> **PROBLEM SET**
1. List every substrate named in the semiconductor passage, giving each with its reference number.
2. Reproduce the part of the semiconductor passage starting with "The leads 27a to 27c are" and going on through "to 28c, respectively.".

The leads 27a to 27c are provided on the negative side of the base 51 in the X direction, sandwiching an insulating layer (not illustrated). The leads 28a to 28c are provided on the positive side of the base 51 in the X direction, sandwiching an insulating layer (not illustrated). The leads 27a to 27c and 28a to 28c are, for example, metal layers or metal plates made of copper or the like. The signals S1 to S3 are input to the leads 27a to 27c, respectively, and the signals S4 to S6 are output from the leads 28a to 28c, respectively.

The semiconductor chip 20a includes a substrate 21a, the transistor Q1, pads 22a and 23a provided on the upper surface of the substrate 21a, and an electrode (not illustrated) provided on the lower surface of the substrate 21a. The pads 22a and 23a and the lower electrode are electrically connected to the gate G, the drain D and the source S of the transistor Q1, respectively. The semiconductor chip 20b includes a substrate 21b, the transistor Q2, pads 22b and 23b provided on the upper surface of the substrate 21b, and an electrode provided on the lower surface of the substrate 21b. The pads 22b and 23b and the lower electrode are electrically connected to the gate G, the drain D and the source S of the transistor Q2, respectively. The semiconductor chip 20c includes a substrate 21c, the transistor Q3, pads 22c and 23c provided on the upper surface of the substrate 21c, and an electrode provided on the lower surface of the substrate 21c. The pads 22c and 23c and the bottom electrode are electrically connected to the gate G, the drain D and the source S of the transistor Q3, respectively.

> **Detection examples**
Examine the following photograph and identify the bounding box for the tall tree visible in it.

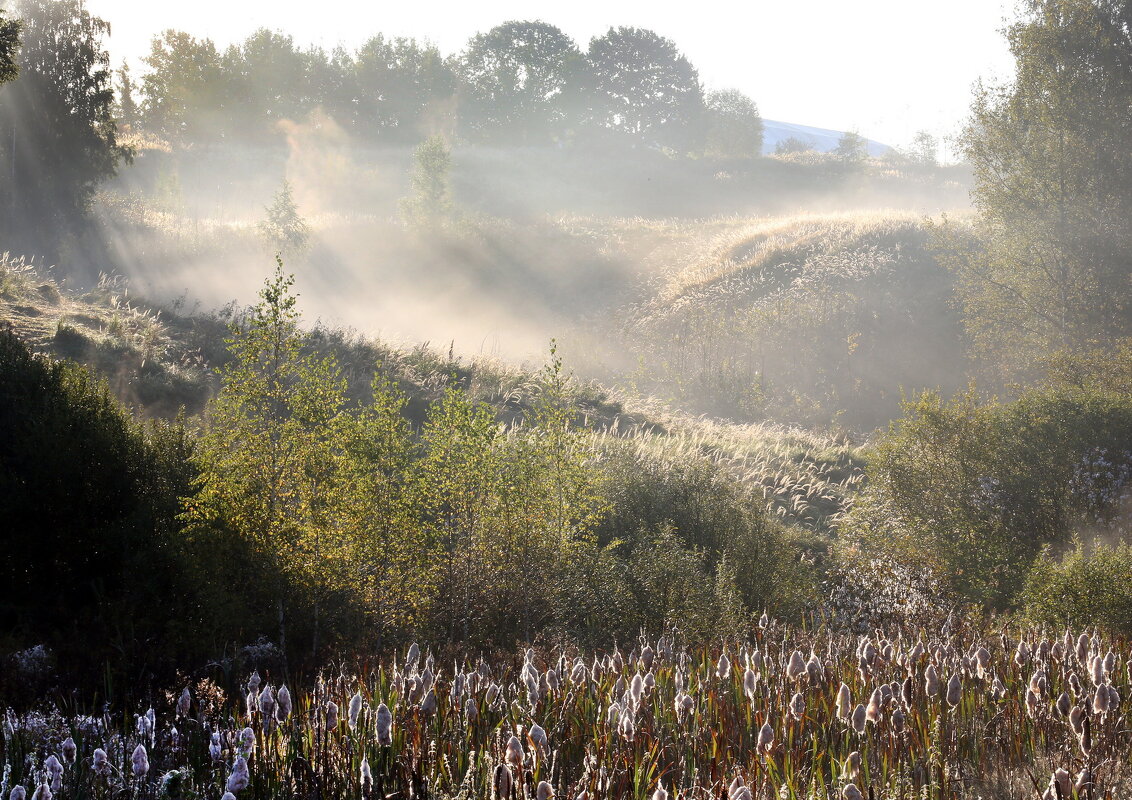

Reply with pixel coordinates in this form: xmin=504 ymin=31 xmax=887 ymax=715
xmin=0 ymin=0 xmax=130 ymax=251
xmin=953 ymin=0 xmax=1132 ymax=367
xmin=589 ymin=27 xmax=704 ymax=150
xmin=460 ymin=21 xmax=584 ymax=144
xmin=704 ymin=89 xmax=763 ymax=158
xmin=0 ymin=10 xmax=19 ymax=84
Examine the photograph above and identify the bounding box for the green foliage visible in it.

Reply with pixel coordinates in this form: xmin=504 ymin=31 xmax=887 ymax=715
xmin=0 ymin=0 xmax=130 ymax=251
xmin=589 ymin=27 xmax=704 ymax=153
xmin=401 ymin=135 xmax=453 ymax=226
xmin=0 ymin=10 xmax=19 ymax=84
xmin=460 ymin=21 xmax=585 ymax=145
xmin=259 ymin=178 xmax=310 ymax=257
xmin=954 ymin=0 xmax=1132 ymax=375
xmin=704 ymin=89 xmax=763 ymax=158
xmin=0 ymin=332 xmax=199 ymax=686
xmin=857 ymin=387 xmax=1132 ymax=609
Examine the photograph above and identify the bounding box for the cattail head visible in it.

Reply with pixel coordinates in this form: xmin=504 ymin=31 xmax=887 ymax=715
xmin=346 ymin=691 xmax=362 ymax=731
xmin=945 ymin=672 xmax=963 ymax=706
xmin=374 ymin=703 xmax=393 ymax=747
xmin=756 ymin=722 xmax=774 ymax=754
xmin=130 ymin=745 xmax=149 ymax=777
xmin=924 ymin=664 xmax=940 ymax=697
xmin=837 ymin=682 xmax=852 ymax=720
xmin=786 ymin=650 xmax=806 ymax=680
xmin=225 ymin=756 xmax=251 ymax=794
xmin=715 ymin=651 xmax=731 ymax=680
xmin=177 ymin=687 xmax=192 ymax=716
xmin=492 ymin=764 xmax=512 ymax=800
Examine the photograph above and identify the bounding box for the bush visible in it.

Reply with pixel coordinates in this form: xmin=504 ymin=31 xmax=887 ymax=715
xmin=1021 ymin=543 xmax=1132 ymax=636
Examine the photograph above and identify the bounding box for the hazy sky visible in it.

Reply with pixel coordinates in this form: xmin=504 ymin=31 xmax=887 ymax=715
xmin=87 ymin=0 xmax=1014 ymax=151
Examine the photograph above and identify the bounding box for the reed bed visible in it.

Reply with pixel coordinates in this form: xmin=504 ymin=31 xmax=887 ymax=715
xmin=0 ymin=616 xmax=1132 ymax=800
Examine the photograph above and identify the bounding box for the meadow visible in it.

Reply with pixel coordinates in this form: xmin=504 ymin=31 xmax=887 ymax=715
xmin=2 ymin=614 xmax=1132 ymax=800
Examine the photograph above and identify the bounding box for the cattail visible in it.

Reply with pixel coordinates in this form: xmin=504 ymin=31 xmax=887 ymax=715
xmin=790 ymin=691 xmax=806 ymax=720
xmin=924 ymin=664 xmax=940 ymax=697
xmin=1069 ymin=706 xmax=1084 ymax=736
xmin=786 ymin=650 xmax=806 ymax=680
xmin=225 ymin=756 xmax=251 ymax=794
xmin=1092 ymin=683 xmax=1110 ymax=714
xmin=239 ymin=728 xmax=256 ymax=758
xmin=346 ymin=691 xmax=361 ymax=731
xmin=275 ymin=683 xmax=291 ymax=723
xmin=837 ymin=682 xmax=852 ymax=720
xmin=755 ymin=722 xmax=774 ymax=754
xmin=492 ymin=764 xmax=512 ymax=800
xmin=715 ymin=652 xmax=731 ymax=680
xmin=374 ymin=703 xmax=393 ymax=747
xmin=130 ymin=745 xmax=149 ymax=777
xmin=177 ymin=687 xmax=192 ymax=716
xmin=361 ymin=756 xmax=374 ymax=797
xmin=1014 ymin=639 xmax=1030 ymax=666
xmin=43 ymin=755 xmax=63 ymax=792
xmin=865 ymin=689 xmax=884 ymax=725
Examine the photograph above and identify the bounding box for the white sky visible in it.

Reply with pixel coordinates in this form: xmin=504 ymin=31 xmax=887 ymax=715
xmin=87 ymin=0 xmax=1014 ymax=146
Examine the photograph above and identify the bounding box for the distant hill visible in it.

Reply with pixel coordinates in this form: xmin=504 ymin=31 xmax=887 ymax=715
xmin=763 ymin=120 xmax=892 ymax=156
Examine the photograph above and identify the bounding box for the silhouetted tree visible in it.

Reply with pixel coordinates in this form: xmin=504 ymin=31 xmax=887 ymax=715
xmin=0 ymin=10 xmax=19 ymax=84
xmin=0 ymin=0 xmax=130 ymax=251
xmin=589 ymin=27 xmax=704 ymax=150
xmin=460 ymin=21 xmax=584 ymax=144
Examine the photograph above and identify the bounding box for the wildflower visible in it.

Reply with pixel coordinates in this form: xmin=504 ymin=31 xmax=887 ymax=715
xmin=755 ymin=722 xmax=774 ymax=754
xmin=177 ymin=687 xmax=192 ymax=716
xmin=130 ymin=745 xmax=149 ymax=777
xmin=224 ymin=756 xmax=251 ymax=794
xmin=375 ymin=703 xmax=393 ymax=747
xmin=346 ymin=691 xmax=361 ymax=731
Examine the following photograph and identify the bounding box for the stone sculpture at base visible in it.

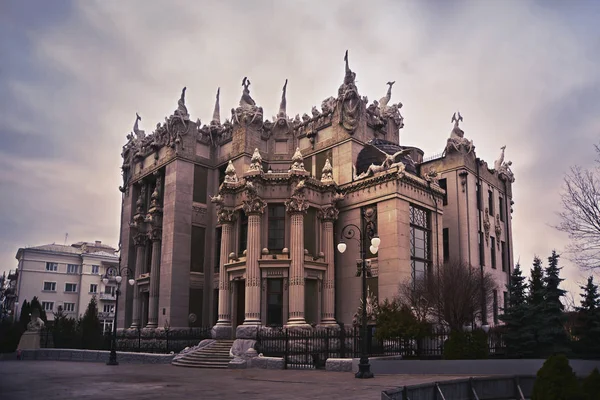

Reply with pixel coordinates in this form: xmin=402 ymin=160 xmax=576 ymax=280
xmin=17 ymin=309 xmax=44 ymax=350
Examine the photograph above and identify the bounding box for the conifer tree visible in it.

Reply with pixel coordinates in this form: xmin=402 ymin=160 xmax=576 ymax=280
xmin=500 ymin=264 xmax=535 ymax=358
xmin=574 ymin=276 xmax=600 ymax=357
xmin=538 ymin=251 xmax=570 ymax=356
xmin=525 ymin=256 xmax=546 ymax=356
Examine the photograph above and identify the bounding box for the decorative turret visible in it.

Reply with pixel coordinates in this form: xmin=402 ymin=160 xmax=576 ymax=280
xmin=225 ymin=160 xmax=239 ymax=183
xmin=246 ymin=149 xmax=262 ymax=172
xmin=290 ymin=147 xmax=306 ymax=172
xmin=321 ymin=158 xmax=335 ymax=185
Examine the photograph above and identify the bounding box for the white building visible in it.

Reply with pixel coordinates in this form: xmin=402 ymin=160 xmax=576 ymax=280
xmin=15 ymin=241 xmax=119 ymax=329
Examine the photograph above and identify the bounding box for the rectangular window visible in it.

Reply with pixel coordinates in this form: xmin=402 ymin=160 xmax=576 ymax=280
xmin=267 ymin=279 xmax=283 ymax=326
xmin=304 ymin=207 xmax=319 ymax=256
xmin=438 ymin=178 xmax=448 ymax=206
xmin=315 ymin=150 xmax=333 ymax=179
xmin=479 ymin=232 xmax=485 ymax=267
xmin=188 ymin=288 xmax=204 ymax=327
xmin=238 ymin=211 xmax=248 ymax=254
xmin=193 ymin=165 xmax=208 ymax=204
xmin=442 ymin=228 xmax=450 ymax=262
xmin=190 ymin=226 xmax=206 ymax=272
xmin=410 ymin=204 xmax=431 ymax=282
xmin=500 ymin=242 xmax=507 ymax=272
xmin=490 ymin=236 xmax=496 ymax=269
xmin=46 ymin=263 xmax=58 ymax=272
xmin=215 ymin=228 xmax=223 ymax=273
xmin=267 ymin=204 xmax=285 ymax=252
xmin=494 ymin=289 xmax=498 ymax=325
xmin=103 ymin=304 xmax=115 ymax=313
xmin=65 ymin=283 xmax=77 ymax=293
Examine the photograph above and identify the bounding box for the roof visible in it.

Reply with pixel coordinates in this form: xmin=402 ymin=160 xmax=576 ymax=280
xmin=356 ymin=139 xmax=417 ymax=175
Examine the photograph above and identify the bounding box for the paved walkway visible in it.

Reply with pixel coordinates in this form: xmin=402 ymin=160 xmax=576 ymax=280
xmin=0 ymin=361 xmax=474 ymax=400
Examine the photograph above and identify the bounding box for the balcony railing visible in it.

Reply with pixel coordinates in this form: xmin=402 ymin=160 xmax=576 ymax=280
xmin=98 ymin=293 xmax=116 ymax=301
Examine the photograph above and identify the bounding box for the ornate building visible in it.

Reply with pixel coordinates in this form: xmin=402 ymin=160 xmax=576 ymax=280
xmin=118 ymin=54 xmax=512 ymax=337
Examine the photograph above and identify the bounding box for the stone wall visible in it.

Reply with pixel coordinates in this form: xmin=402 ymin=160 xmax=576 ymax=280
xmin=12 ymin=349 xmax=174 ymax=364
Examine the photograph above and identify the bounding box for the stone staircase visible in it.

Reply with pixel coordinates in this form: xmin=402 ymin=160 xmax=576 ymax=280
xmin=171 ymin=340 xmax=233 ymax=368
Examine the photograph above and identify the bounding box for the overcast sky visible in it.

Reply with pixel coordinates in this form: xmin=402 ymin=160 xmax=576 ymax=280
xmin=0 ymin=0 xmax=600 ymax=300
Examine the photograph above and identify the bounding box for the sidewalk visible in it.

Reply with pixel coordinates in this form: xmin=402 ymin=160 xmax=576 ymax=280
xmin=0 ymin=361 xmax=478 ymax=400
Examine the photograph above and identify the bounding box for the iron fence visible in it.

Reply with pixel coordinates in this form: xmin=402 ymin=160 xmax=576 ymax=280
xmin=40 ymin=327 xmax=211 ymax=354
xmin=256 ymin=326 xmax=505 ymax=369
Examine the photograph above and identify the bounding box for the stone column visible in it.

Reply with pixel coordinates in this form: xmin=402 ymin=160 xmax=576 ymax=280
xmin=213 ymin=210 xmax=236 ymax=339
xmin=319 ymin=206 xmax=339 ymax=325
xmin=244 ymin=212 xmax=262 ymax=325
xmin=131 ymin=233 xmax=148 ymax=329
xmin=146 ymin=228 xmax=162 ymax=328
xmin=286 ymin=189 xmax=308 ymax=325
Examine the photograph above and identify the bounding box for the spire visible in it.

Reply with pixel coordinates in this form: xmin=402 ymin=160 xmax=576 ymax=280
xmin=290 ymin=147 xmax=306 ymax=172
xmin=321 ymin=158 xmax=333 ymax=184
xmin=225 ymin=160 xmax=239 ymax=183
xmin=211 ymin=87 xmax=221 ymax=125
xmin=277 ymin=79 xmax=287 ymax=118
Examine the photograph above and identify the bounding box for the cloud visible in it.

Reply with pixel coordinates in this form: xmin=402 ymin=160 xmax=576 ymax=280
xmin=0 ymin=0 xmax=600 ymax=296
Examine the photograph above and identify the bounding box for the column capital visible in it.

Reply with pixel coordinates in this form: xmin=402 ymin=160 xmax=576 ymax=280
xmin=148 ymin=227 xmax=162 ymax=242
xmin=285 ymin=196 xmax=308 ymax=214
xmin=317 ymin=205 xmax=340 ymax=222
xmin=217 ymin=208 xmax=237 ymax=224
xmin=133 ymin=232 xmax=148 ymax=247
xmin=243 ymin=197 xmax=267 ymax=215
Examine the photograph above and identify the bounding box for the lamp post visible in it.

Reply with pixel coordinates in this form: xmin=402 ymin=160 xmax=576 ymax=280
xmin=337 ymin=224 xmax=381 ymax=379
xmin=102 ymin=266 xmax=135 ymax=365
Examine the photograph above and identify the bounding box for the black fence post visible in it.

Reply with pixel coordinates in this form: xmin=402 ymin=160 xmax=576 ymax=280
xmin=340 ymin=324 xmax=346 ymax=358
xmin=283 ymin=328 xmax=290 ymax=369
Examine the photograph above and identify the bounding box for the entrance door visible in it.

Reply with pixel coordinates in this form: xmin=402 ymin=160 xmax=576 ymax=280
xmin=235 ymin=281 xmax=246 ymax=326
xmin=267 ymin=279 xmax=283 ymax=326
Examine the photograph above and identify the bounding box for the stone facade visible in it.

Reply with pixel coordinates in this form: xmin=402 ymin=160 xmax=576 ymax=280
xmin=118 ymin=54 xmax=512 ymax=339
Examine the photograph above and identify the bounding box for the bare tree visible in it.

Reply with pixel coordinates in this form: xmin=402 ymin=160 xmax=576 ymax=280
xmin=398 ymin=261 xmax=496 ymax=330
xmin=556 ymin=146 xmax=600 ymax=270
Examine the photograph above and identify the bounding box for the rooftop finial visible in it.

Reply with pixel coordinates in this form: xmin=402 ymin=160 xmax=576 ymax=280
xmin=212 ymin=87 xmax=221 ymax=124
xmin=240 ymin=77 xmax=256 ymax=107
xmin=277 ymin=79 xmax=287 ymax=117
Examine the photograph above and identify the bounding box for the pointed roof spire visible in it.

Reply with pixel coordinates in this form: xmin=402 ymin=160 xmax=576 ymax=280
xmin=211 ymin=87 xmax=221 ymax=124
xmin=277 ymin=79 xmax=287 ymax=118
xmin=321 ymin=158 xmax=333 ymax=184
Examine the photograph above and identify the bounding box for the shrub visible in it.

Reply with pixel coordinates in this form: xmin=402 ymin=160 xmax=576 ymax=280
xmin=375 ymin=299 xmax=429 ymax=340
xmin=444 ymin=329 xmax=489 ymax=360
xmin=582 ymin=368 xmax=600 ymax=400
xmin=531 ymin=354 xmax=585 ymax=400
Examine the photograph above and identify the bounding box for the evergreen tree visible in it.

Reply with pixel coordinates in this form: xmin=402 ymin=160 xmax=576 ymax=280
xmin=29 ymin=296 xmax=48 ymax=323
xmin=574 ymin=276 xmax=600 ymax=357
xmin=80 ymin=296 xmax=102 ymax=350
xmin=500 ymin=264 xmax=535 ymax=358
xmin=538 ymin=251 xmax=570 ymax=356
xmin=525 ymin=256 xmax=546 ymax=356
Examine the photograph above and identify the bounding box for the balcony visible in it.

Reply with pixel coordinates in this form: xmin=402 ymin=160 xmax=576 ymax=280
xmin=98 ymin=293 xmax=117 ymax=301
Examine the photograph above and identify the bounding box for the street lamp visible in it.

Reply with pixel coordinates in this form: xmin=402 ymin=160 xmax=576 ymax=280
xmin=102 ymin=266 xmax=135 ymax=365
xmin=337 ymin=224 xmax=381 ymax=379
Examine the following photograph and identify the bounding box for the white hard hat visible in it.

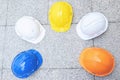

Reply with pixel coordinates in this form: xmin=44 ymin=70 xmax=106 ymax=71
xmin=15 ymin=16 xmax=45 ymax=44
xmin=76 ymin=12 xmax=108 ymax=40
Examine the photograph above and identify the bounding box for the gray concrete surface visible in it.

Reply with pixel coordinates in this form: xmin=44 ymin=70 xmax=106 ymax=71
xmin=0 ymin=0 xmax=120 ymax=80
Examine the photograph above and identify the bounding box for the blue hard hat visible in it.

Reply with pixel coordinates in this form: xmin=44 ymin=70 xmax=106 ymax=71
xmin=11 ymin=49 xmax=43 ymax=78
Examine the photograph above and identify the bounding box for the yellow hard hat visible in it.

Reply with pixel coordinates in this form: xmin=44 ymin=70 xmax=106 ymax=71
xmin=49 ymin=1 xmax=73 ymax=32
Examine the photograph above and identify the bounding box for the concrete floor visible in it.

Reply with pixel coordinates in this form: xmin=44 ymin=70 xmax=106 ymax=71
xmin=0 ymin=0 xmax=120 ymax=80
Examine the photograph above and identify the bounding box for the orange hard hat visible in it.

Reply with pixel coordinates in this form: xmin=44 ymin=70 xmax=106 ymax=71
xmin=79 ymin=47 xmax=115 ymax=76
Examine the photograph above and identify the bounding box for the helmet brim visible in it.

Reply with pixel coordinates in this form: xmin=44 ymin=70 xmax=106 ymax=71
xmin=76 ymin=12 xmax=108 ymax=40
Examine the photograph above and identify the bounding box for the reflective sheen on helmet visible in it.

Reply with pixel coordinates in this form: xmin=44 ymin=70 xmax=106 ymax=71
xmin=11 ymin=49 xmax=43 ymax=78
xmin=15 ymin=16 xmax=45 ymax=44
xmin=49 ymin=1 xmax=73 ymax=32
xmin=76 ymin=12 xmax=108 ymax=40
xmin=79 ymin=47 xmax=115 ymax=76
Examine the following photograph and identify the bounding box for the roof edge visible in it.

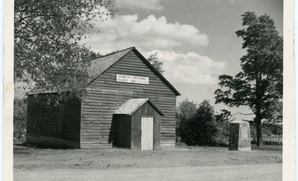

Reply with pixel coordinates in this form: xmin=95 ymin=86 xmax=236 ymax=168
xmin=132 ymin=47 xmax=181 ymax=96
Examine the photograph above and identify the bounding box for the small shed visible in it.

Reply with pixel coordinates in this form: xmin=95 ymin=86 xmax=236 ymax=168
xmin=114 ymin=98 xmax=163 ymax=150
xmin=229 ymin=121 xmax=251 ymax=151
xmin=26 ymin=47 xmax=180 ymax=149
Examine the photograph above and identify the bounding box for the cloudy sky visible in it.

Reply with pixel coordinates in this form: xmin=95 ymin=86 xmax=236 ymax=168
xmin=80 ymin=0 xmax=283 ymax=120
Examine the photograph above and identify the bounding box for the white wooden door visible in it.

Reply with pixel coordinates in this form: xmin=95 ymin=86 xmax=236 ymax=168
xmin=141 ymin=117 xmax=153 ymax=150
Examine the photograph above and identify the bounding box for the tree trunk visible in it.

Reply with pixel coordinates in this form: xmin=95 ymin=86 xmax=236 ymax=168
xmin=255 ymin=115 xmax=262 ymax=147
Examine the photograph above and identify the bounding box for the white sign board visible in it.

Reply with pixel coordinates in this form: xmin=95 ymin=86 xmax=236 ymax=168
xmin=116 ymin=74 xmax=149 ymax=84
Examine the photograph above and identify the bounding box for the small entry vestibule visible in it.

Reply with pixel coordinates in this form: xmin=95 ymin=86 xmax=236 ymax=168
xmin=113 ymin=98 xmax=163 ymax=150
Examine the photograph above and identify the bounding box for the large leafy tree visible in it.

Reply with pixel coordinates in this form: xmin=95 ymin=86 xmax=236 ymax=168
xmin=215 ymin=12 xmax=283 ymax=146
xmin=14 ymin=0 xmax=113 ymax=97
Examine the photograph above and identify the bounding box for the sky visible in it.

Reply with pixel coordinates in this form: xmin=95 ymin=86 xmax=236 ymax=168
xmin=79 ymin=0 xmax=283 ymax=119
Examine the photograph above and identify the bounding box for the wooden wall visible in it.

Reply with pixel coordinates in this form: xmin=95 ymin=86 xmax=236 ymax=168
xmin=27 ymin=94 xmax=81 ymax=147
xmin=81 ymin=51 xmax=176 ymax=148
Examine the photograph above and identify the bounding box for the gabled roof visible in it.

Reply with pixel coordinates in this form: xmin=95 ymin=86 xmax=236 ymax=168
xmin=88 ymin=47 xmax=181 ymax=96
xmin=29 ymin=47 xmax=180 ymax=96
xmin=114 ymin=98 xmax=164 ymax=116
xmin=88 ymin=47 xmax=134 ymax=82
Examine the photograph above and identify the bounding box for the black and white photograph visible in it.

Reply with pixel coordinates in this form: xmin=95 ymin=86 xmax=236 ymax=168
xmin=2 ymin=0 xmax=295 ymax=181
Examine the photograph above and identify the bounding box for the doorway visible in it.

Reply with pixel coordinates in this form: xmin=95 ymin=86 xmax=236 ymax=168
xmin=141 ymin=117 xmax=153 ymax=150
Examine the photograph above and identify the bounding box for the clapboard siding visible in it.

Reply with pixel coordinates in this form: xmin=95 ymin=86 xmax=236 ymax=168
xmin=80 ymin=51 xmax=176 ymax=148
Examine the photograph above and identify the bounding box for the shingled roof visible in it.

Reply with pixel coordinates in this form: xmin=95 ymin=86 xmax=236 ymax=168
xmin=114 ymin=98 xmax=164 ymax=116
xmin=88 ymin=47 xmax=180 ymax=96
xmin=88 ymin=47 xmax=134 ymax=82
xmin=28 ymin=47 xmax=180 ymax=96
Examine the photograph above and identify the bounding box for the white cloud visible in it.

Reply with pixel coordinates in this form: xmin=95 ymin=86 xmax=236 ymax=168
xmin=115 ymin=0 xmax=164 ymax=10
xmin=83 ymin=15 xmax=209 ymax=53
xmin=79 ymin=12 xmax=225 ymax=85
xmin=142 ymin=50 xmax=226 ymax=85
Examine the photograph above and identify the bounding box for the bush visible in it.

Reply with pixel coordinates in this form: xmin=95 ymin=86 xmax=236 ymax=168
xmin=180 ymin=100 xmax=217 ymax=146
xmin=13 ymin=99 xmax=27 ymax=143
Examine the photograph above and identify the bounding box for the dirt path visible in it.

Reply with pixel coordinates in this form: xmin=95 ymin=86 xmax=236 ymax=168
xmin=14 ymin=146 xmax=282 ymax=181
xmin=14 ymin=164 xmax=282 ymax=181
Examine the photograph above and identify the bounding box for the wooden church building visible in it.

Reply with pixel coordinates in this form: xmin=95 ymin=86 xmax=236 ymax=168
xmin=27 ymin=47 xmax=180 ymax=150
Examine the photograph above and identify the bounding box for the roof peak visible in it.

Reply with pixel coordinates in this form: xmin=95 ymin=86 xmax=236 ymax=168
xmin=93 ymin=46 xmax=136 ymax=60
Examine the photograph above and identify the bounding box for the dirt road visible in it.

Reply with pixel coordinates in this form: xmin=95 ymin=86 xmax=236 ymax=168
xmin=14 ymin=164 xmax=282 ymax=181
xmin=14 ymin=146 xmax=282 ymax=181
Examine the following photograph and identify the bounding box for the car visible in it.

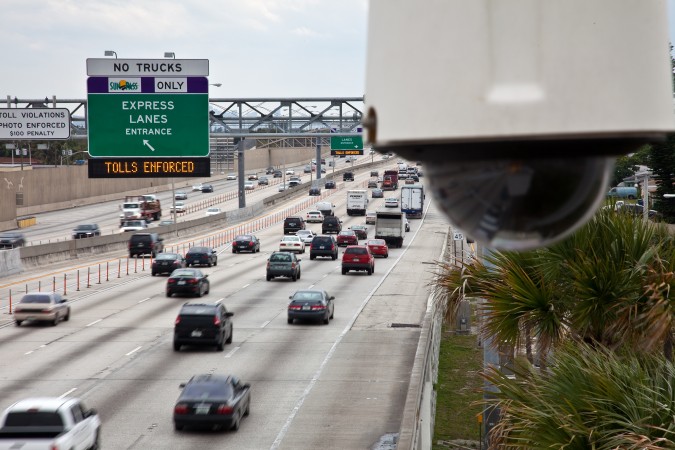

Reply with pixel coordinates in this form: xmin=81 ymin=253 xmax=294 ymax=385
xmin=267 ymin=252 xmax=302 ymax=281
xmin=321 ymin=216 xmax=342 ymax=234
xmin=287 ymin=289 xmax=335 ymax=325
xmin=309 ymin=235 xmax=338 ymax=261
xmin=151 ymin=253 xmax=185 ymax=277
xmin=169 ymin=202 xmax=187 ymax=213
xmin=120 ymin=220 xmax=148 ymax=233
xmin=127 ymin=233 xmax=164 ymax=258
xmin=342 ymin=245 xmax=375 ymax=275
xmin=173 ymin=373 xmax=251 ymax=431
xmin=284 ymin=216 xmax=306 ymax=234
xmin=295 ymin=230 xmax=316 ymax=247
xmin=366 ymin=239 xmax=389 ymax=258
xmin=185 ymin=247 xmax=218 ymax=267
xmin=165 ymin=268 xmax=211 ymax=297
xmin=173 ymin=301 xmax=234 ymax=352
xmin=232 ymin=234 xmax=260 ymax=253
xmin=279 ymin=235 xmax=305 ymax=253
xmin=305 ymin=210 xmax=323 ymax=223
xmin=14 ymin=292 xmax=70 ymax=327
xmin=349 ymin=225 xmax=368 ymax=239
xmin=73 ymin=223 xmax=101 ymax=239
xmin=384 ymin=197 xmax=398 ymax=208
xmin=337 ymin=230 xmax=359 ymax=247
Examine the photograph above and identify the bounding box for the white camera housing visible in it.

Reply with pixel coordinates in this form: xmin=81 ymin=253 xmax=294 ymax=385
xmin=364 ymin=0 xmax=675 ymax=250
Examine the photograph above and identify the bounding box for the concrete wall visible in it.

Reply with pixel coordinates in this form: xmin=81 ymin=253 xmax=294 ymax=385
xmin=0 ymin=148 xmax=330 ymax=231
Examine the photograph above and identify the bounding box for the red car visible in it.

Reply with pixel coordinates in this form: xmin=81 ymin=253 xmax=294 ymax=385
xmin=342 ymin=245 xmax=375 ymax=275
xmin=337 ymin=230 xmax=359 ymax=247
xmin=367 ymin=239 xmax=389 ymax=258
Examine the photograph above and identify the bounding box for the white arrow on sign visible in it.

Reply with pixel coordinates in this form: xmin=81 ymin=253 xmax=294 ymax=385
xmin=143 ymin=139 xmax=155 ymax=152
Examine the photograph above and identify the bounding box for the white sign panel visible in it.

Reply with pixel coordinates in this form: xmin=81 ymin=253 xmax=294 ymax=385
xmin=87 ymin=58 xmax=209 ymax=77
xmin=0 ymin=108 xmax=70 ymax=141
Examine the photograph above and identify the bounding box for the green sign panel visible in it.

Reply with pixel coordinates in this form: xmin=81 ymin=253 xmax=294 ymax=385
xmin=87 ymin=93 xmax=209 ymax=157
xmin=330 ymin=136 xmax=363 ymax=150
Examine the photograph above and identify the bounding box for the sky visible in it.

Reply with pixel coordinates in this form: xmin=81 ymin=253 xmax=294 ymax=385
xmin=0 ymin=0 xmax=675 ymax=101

> **THE RESPONSES**
1.
substrate 21a
substrate 21b
substrate 21c

2.
The leads 27a to 27c are provided on the negative side of the base 51 in the X direction, sandwiching an insulating layer (not illustrated). The leads 28a to 28c are provided on the positive side of the base 51 in the X direction, sandwiching an insulating layer (not illustrated). The leads 27a to 27c and 28a to 28c are, for example, metal layers or metal plates made of copper or the like. The signals S1 to S3 are input to the leads 27a to 27c, respectively, and the signals S4 to S6 are output from the leads 28a to 28c, respectively.